### [Given entries]
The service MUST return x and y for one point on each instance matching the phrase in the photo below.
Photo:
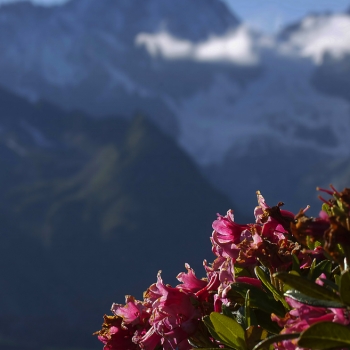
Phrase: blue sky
(267, 15)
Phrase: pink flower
(174, 317)
(134, 312)
(227, 235)
(302, 317)
(115, 336)
(190, 282)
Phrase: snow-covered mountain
(255, 112)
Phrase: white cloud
(320, 35)
(237, 47)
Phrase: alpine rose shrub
(272, 283)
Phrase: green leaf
(325, 335)
(324, 266)
(264, 279)
(257, 298)
(307, 287)
(274, 339)
(330, 284)
(210, 326)
(345, 287)
(254, 335)
(247, 309)
(241, 271)
(263, 319)
(296, 263)
(229, 331)
(296, 295)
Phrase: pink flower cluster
(302, 316)
(169, 318)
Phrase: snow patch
(235, 47)
(320, 35)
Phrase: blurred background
(126, 125)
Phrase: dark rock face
(90, 211)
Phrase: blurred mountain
(84, 54)
(253, 111)
(90, 211)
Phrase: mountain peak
(194, 20)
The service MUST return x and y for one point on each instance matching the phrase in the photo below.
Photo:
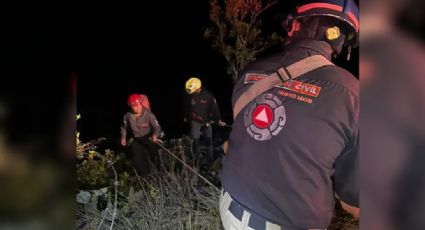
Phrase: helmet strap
(349, 53)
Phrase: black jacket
(296, 145)
(202, 107)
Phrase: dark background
(131, 52)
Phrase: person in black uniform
(201, 110)
(294, 147)
(145, 129)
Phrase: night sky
(124, 52)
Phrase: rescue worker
(201, 111)
(145, 129)
(294, 144)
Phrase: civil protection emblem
(265, 117)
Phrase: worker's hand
(354, 211)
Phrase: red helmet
(134, 99)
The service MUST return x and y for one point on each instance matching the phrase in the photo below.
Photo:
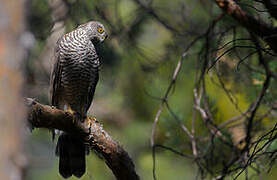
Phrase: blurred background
(221, 77)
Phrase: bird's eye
(100, 30)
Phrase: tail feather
(72, 156)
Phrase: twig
(91, 131)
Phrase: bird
(73, 81)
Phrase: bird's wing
(92, 88)
(55, 80)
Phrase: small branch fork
(92, 132)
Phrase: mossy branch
(92, 132)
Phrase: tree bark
(91, 131)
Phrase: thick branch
(258, 27)
(117, 159)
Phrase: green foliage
(139, 58)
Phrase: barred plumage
(73, 82)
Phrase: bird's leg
(76, 115)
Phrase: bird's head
(95, 31)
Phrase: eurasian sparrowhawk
(73, 82)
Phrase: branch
(116, 158)
(258, 27)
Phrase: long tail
(72, 154)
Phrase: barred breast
(80, 64)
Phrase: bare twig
(91, 131)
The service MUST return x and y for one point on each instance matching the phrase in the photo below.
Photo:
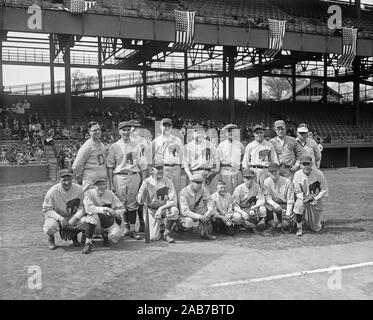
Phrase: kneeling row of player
(99, 211)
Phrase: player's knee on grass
(236, 218)
(50, 226)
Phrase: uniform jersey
(65, 203)
(191, 202)
(246, 198)
(230, 154)
(90, 161)
(314, 184)
(259, 154)
(222, 205)
(93, 203)
(201, 155)
(125, 157)
(311, 148)
(281, 191)
(167, 150)
(159, 192)
(288, 150)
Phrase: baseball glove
(67, 233)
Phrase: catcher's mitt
(67, 233)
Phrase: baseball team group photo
(217, 150)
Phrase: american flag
(184, 31)
(276, 37)
(349, 37)
(80, 6)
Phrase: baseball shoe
(134, 235)
(299, 232)
(87, 248)
(168, 238)
(208, 236)
(106, 241)
(51, 243)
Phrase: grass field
(135, 270)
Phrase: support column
(67, 85)
(99, 70)
(51, 63)
(325, 82)
(260, 82)
(186, 80)
(293, 83)
(144, 84)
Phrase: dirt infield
(134, 270)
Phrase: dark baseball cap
(305, 159)
(248, 173)
(273, 166)
(65, 173)
(258, 127)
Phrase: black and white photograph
(186, 155)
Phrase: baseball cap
(305, 159)
(280, 123)
(124, 124)
(230, 126)
(64, 173)
(258, 127)
(248, 173)
(166, 121)
(197, 178)
(302, 128)
(273, 166)
(99, 180)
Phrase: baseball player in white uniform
(196, 207)
(249, 202)
(168, 150)
(63, 207)
(224, 217)
(230, 154)
(158, 193)
(200, 157)
(279, 195)
(258, 154)
(90, 162)
(126, 171)
(310, 188)
(104, 206)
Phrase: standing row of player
(266, 168)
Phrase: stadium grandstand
(229, 39)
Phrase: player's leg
(50, 228)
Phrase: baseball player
(224, 217)
(126, 171)
(200, 157)
(104, 206)
(63, 208)
(158, 193)
(90, 163)
(249, 202)
(309, 145)
(146, 157)
(196, 207)
(230, 155)
(279, 195)
(168, 150)
(288, 150)
(258, 154)
(310, 188)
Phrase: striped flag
(79, 6)
(184, 31)
(349, 39)
(276, 37)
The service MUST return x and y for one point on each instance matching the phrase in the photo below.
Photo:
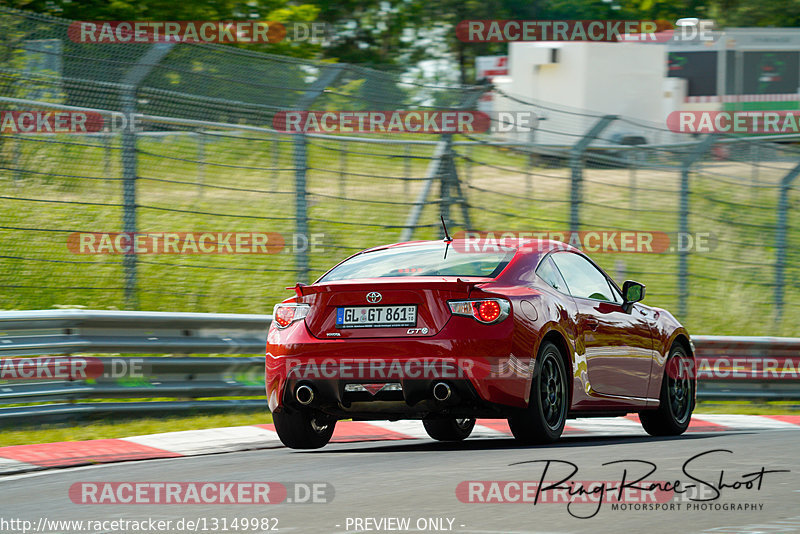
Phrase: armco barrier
(725, 364)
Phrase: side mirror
(631, 292)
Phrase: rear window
(420, 260)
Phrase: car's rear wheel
(303, 429)
(676, 399)
(449, 429)
(546, 416)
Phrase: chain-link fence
(715, 236)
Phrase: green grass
(249, 185)
(106, 429)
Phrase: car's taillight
(285, 314)
(482, 310)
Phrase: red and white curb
(21, 458)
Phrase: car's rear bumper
(482, 374)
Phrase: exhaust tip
(441, 391)
(304, 394)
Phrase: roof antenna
(447, 238)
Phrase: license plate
(376, 316)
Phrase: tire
(676, 400)
(303, 429)
(544, 419)
(449, 429)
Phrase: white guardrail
(729, 368)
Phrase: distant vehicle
(533, 332)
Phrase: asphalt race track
(376, 486)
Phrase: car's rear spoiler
(373, 284)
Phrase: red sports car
(446, 331)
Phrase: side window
(548, 272)
(583, 279)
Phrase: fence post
(325, 78)
(576, 164)
(683, 223)
(780, 240)
(130, 85)
(443, 168)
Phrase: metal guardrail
(63, 333)
(208, 383)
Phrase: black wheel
(676, 400)
(449, 429)
(303, 429)
(544, 420)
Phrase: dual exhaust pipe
(442, 391)
(304, 394)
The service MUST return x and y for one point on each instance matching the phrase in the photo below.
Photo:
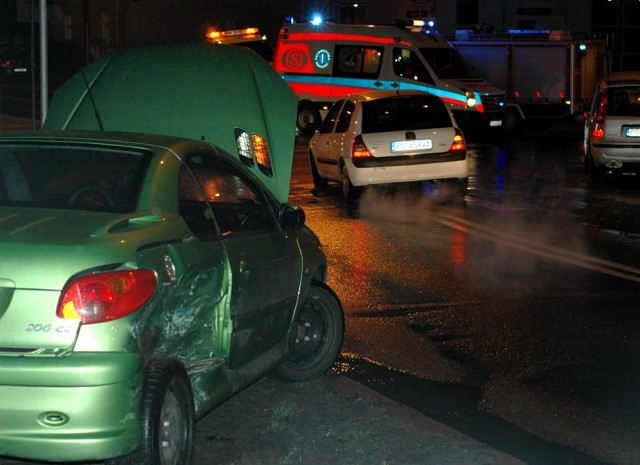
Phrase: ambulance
(322, 63)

### [Instructions to follow]
Output the data exactly. Pictures don't belong in the result.

### [Response to the task]
The service MUST return x and y for one point on each instance matching the phrase in the photo below.
Photo:
Phrase: blue sky
(267, 15)
Phrase: pink flower
(174, 317)
(134, 312)
(227, 235)
(302, 317)
(115, 336)
(190, 282)
Phrase: snow-covered mountain
(255, 112)
Phrase: white cloud
(320, 35)
(237, 47)
Phrase: alpine rose shrub
(272, 283)
Phrase: green leaf
(325, 335)
(324, 266)
(264, 279)
(257, 298)
(307, 287)
(274, 339)
(330, 284)
(210, 326)
(345, 287)
(254, 335)
(247, 309)
(241, 271)
(263, 319)
(296, 263)
(229, 331)
(296, 295)
Phrase: pink flower cluster
(302, 316)
(169, 318)
Phrase: snow patch
(235, 47)
(320, 35)
Phrase: blurred background
(126, 125)
Phrase: dark rock face
(90, 211)
Phrase: blurred mountain
(84, 54)
(253, 111)
(90, 211)
Phrase: mountain peak
(194, 20)
The service MUST return x and y for one point on each instance matching the phrase in the photo below.
Photo:
Phrase: helmet strap
(349, 53)
Phrase: black jacket
(296, 145)
(202, 107)
Phrase: dark background
(131, 52)
Phrase: person in black uniform
(201, 110)
(294, 147)
(145, 129)
Phrase: night sky
(124, 52)
Phrase: rescue worker
(201, 111)
(145, 129)
(294, 144)
Phrase: civil protection emblem
(265, 117)
Phrase: worker's hand
(354, 211)
Phrase: red helmet
(134, 99)
The service MUST return x and y for one point on each instance matching the phrase in the photo below.
Photo:
Phrase: blurred background
(221, 77)
Phrase: bird's eye
(100, 30)
Phrase: tail feather
(72, 156)
Phrase: twig
(91, 131)
Phrase: bird
(73, 81)
Phrase: bird's wing
(92, 88)
(55, 80)
Phrase: small branch fork
(92, 132)
Phrase: mossy branch
(92, 132)
Phrase: tree bark
(91, 131)
Phrase: thick branch
(258, 27)
(117, 159)
Phrase: green foliage
(139, 58)
Phrase: barred plumage
(73, 82)
Phrase: bird's leg
(76, 115)
Phrase: bird's head
(95, 31)
Phrase: eurasian sparrowhawk
(73, 82)
Phrase: branch
(116, 158)
(258, 27)
Phrase: long tail
(72, 154)
Phrase: barred breast
(80, 64)
Phrase: bare twig
(91, 131)
The service MUST return x and y for one point on each instance matching the phrase in the photo below.
Photo:
Phrase: kneeling row of player
(99, 211)
Phrase: player's knee on grass
(236, 218)
(50, 226)
Phrase: uniform jersey
(65, 203)
(191, 202)
(246, 198)
(230, 154)
(90, 161)
(314, 184)
(259, 154)
(222, 205)
(93, 203)
(201, 155)
(125, 157)
(311, 148)
(281, 191)
(167, 150)
(159, 192)
(288, 150)
Phrase: baseball glove
(67, 233)
Phrase: catcher's mitt
(67, 233)
Phrase: baseball team group photo
(217, 150)
Phrase: american flag
(184, 31)
(276, 37)
(349, 37)
(80, 6)
Phrase: baseball shoe
(134, 235)
(299, 232)
(87, 248)
(168, 238)
(208, 236)
(106, 241)
(51, 243)
Phrase: grass field
(135, 270)
Phrase: support column
(67, 85)
(99, 70)
(51, 63)
(325, 82)
(260, 82)
(186, 80)
(293, 83)
(144, 84)
Phrase: dirt infield
(134, 270)
Phrase: dark baseball cap
(305, 159)
(248, 173)
(273, 166)
(65, 173)
(258, 127)
Phrase: black and white photograph
(186, 155)
Phrase: baseball cap
(305, 159)
(280, 123)
(124, 124)
(230, 126)
(64, 173)
(258, 127)
(248, 173)
(166, 121)
(197, 178)
(302, 128)
(273, 166)
(99, 180)
Phrase: baseball player in white uniform
(196, 207)
(249, 202)
(168, 150)
(63, 207)
(224, 217)
(230, 154)
(158, 193)
(200, 157)
(279, 195)
(258, 154)
(90, 162)
(126, 171)
(310, 188)
(104, 206)
Phrase: standing row of player
(266, 168)
Phrase: stadium grandstand
(229, 39)
Phrase: player's leg
(50, 228)
Phrase: baseball player
(224, 217)
(126, 171)
(200, 157)
(104, 206)
(63, 208)
(158, 193)
(90, 163)
(249, 202)
(309, 145)
(146, 157)
(196, 207)
(230, 155)
(279, 195)
(168, 150)
(288, 150)
(258, 154)
(310, 188)
Phrase: striped flag
(79, 6)
(184, 31)
(349, 39)
(276, 37)
The service MUST return x and y for one point on each instance matching the phrase in the photo below.
Photo:
Phrase: armco barrier
(725, 364)
Phrase: side mirror
(631, 292)
Phrase: rear window
(420, 260)
Phrase: car's rear wheel
(303, 429)
(676, 399)
(449, 429)
(546, 416)
Phrase: chain-link fence
(715, 236)
Phrase: green grass
(249, 185)
(106, 429)
Phrase: car's taillight
(285, 314)
(482, 310)
Phrase: red and white curb
(21, 458)
Phrase: car's rear bumper
(482, 374)
Phrase: exhaust tip
(441, 391)
(304, 394)
Phrase: roof antenna
(447, 238)
Phrase: license plate
(376, 316)
Phrase: tire
(676, 400)
(303, 429)
(544, 419)
(449, 429)
Phrase: white guardrail
(729, 368)
Phrase: distant vehicle
(533, 332)
Phrase: asphalt race track
(376, 486)
Phrase: car's rear spoiler
(373, 284)
Phrase: red sports car
(446, 331)
Phrase: side window
(548, 272)
(583, 279)
Phrase: fence post
(325, 78)
(576, 164)
(683, 223)
(780, 240)
(130, 85)
(443, 168)
Phrase: metal guardrail
(63, 333)
(208, 383)
Phrase: black wheel
(676, 400)
(449, 429)
(303, 429)
(544, 420)
Phrase: dual exhaust pipe
(442, 391)
(304, 394)
The service MUST return x and y for one point on each instance matching the phrase in the photo below.
Photo:
Phrase: ambulance
(322, 63)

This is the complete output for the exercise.